**Using the information:**
- 1) According to the hyperthermia article, why did ABC4 travel to New Orleans last year? Respond in one to three sentences.
- 2) Reproduce the passage of the hyperthermia article starting at "In the fifth" and ending at "the Intermountain West.".

**Extract:**

In the fifth follow-up installment of the ABC story, we see hyperthermia cancer treatment take a foothold in Utah. Gamma West Cancer Services, serving the Intermountain West, starts its thermal oncology group. We hear about their early success with the treatment and their plans to expand the service. If you missed the previous Part 1 • Part 2 • Part 3 • Part 4, you can use the links.
Last year, ABC4 traveled to New Orleans to learn about hyperthermia: a cancer treatment that kills harmful cells with heat. We explored its use throughout the world but found that hyperthermia was not being used in the Intermountain West.
But now, it is.
“Cancer's not a neat word for anybody,” says Terrance Faber.
Faber was diagnosed with stage four prostate cancer one year ago.
“You know, I have aggressive cancer...and whatever we can do to combat that. And hyperthermia apparently is one really big help,” Faber continues.

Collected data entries
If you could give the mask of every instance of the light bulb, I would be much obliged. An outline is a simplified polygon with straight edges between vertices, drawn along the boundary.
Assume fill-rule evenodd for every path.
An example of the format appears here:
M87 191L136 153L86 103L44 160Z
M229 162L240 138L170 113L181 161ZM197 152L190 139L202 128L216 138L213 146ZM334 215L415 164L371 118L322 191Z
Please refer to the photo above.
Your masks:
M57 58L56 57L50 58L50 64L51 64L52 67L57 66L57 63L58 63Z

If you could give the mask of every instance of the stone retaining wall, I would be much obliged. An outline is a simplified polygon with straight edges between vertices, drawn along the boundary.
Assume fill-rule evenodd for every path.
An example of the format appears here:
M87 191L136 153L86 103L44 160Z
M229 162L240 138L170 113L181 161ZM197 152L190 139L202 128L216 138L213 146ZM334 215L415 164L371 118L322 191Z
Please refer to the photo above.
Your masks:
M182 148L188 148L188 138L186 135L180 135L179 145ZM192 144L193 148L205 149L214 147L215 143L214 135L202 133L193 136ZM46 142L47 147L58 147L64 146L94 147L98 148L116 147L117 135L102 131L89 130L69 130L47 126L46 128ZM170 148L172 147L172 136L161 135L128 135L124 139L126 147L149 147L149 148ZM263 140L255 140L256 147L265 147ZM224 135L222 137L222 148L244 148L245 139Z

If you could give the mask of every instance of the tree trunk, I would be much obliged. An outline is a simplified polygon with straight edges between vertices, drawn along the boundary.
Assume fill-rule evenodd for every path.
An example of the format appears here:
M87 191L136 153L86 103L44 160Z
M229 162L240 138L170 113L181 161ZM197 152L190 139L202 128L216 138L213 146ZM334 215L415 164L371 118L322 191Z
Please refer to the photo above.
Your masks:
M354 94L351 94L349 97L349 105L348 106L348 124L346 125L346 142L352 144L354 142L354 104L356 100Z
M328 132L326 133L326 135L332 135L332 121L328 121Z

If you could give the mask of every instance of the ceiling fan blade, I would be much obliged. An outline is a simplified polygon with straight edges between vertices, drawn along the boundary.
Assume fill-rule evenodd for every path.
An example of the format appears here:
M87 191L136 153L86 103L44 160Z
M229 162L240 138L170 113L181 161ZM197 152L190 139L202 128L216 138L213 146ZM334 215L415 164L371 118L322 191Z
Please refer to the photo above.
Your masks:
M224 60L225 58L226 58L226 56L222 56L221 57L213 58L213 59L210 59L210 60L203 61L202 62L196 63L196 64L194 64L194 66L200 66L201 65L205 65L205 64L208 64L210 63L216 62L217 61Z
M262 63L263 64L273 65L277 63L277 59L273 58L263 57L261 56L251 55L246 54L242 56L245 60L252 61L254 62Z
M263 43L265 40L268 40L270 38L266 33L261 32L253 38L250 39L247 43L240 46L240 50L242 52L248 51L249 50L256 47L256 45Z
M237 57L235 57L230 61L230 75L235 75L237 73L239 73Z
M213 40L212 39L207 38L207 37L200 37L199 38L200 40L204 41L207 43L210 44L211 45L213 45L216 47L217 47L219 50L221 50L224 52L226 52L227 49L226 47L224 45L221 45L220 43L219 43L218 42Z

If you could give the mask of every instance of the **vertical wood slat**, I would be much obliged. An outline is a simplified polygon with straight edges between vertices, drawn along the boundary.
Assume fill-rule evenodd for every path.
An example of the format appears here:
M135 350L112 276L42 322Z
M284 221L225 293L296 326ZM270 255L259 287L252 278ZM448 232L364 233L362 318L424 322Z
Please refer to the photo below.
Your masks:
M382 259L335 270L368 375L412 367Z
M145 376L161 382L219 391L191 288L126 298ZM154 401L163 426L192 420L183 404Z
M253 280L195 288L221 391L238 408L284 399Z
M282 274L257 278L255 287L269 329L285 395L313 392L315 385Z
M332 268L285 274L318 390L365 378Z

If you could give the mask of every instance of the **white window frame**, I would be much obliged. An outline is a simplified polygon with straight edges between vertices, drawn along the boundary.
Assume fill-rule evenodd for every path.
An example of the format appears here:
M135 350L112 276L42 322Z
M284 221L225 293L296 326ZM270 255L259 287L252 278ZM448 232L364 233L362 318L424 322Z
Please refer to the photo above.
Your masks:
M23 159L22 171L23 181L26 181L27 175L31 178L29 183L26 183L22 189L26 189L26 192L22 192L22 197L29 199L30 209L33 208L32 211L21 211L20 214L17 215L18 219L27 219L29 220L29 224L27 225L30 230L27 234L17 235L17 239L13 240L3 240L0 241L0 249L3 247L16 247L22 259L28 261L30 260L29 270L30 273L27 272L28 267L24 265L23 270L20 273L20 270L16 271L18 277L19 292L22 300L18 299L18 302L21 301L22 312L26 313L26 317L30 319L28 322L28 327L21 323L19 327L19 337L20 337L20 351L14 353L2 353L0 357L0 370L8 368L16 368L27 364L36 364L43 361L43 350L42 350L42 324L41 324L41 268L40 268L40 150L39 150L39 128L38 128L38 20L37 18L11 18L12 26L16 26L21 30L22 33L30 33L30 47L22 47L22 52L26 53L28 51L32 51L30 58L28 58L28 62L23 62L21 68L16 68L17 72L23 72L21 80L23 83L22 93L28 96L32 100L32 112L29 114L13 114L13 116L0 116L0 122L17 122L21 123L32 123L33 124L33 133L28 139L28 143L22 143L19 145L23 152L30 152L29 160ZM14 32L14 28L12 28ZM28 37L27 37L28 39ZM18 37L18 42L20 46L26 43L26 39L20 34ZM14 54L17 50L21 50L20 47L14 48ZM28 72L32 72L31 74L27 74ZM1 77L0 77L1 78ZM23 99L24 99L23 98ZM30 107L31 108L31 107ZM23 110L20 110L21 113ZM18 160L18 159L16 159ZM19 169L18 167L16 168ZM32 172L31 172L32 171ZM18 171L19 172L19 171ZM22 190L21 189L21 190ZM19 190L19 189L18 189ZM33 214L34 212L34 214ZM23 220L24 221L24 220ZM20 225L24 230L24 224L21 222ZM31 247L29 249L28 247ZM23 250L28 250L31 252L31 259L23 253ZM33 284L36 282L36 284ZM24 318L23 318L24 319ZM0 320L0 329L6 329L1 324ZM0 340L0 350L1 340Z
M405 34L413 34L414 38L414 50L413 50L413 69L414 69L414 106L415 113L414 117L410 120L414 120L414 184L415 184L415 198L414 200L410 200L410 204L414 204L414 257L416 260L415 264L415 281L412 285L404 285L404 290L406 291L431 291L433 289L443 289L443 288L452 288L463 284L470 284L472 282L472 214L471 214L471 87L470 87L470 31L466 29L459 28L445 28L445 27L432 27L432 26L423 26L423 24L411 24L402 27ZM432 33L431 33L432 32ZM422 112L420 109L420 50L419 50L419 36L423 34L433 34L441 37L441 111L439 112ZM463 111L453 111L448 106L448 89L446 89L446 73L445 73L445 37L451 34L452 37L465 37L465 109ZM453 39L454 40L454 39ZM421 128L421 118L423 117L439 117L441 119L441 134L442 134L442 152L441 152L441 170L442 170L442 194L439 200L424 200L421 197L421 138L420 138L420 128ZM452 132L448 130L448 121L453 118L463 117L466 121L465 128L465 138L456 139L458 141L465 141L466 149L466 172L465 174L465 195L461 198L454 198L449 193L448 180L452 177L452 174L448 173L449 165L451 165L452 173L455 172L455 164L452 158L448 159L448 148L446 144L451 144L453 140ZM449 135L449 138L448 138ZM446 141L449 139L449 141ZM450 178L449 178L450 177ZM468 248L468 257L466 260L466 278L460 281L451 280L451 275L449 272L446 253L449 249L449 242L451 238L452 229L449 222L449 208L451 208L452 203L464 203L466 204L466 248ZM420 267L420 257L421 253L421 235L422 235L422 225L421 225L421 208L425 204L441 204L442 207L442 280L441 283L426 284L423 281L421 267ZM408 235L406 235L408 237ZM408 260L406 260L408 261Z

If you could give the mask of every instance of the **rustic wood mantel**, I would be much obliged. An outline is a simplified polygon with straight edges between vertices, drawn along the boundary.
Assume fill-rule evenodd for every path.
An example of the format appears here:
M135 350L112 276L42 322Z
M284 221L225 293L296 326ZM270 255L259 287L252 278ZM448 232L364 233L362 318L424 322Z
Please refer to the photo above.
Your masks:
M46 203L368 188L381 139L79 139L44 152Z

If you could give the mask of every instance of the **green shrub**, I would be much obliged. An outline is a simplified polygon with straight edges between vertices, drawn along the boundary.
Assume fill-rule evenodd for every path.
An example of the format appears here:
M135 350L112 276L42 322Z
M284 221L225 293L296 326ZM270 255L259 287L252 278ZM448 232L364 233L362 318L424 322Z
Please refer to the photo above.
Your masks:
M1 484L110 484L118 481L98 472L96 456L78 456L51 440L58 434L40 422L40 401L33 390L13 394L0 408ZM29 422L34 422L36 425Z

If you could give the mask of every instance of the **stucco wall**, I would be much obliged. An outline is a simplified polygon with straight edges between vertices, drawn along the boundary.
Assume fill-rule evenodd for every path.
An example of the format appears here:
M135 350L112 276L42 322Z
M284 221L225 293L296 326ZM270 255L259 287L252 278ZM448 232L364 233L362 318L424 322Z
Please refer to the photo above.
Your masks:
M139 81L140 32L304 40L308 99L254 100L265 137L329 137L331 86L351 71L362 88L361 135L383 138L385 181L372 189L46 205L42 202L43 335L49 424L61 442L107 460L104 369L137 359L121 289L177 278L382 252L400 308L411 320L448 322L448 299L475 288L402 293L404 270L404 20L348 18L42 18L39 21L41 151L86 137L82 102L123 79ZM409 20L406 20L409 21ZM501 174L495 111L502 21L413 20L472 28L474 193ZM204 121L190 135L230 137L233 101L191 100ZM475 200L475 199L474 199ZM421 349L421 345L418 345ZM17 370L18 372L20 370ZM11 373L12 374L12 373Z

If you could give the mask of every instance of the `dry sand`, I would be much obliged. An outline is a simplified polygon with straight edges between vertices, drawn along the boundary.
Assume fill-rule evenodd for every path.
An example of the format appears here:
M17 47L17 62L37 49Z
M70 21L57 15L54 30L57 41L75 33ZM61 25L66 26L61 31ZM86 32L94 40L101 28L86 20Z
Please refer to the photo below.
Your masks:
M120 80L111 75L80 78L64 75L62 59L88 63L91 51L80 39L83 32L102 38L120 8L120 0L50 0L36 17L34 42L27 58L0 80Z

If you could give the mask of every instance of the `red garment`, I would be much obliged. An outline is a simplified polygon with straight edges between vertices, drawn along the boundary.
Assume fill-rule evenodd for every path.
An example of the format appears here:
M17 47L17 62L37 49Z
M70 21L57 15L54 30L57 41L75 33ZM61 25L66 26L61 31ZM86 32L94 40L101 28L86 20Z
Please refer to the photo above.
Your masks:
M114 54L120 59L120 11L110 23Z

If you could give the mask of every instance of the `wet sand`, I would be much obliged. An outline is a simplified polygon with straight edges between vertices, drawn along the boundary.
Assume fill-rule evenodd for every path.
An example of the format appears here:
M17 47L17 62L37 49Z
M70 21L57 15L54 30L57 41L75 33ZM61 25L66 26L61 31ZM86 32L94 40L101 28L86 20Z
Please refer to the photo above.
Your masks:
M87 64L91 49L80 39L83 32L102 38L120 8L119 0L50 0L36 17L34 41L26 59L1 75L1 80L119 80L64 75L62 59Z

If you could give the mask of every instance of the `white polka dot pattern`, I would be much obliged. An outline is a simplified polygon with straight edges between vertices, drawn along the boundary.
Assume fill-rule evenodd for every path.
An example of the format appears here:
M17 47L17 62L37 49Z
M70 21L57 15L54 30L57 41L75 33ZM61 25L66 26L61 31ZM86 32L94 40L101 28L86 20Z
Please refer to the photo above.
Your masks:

**Exercise results:**
- 1) ABC4 traveled to New Orleans to learn about hyperthermia, a cancer treatment that kills harmful cells with heat.

- 2)
In the fifth follow-up installment of the ABC story, we see hyperthermia cancer treatment take a foothold in Utah. Gamma West Cancer Services, serving the Intermountain West, starts its thermal oncology group. We hear about their early success with the treatment and their plans to expand the service. If you missed the previous Part 1 • Part 2 • Part 3 • Part 4, you can use the links.
Last year, ABC4 traveled to New Orleans to learn about hyperthermia: a cancer treatment that kills harmful cells with heat. We explored its use throughout the world but found that hyperthermia was not being used in the Intermountain West.